---- WORKING DATA

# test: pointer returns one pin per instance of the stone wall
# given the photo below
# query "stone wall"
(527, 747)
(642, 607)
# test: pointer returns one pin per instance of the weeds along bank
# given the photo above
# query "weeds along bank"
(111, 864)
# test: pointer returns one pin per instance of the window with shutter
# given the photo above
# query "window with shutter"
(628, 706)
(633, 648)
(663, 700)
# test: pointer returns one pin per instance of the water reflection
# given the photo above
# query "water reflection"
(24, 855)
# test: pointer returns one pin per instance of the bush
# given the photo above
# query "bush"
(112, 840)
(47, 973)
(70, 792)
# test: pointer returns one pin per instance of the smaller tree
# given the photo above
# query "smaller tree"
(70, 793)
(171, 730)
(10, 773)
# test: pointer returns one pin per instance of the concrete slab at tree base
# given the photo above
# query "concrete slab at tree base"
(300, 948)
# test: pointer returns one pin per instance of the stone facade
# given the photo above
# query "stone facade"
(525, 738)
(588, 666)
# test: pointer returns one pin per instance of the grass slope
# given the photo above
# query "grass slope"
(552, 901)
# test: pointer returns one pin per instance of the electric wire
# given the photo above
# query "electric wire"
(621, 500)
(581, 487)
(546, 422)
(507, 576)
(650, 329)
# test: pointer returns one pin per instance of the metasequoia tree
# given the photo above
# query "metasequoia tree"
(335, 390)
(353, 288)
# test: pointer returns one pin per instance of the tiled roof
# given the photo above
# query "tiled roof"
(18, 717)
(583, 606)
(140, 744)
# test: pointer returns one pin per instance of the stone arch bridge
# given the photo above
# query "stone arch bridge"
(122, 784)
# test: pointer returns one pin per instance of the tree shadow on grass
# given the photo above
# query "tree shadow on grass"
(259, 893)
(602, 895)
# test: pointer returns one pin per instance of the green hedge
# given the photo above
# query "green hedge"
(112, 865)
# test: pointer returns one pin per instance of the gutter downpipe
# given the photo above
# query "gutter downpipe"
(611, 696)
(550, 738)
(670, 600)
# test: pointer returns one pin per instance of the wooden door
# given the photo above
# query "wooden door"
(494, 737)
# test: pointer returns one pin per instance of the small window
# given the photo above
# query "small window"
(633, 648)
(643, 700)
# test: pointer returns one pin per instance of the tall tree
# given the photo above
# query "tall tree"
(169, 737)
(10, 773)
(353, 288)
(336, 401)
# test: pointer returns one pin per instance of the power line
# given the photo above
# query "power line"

--------

WHAT IS BEING ASKED: Please copy out all the rows above line by line, with no change to any character.

EXPECTED ANSWER:
# test: pointer returns one pin per instance of the stone wall
# given the photo below
# query "stone wall"
(527, 747)
(642, 607)
# test: pointer returns one pin per instance of the weeds along bank
# given the photo above
# query "weeds along bank"
(111, 864)
# test: pointer returns one pin per instance of the window with shutter
# given the photo above
# query "window with shutter"
(628, 706)
(633, 648)
(663, 700)
# test: pointer returns one pin per instance of the water reflection
# given the photo above
# query "water reflection"
(24, 855)
# test: pointer returns one pin per instance of the bush
# given the photo above
# query "bush"
(112, 840)
(47, 973)
(70, 792)
# test: pointer returns one pin per instance of the smaller tree
# given the photo above
# query "smaller tree"
(70, 793)
(171, 730)
(10, 773)
# test: pointer returns one pin per instance of the concrete slab at tree base
# given the photo above
# query "concrete slab at tree base"
(300, 948)
# test: pointer returns one pin per instance of the stone facade
# given the photo above
# query "stone facade"
(525, 738)
(588, 666)
# test: pointer returns one pin per instance of the grass slope
# given the photo above
# query "grass slope"
(552, 901)
# test: pointer returns one pin per instance of the electric wire
# given the photo above
# query "electric wire"
(621, 500)
(581, 487)
(546, 422)
(507, 576)
(650, 329)
# test: pointer returns one pin per instance of the metasequoia tree
# given the photo above
# query "metasequoia tree"
(335, 390)
(353, 288)
# test: pointer returns one pin per instance of the tiled roof
# given the photo above
# query "tiled roof"
(18, 717)
(583, 606)
(140, 744)
# test: pointer returns one pin per instance of the stone arch bridge
# given the photo above
# query "stone arch bridge"
(122, 784)
# test: pointer returns one pin per instance of the tree shadow on grass
# given the photo above
# query "tree shadow on grass"
(259, 893)
(602, 895)
# test: pointer returns one pin per instance of the green hedge
# given the photo above
# query "green hedge"
(112, 865)
# test: pointer returns one pin per instance of the gutter downpipe
# given the photo above
# query "gutter downpipe"
(611, 696)
(550, 738)
(670, 600)
# test: pointer returns one pin per instance of the wooden door
# given the photo above
# query "wooden door"
(494, 737)
# test: pointer returns one pin per instance of the small window
# given the photo above
# query "small window"
(633, 648)
(643, 700)
# test: pointer returns one pin per instance of the tall tree
# given the photo above
# query "tall tree"
(169, 737)
(10, 773)
(353, 288)
(336, 401)
# test: pointer returns one pin per instance of the power line
# given the photo above
# query "power line"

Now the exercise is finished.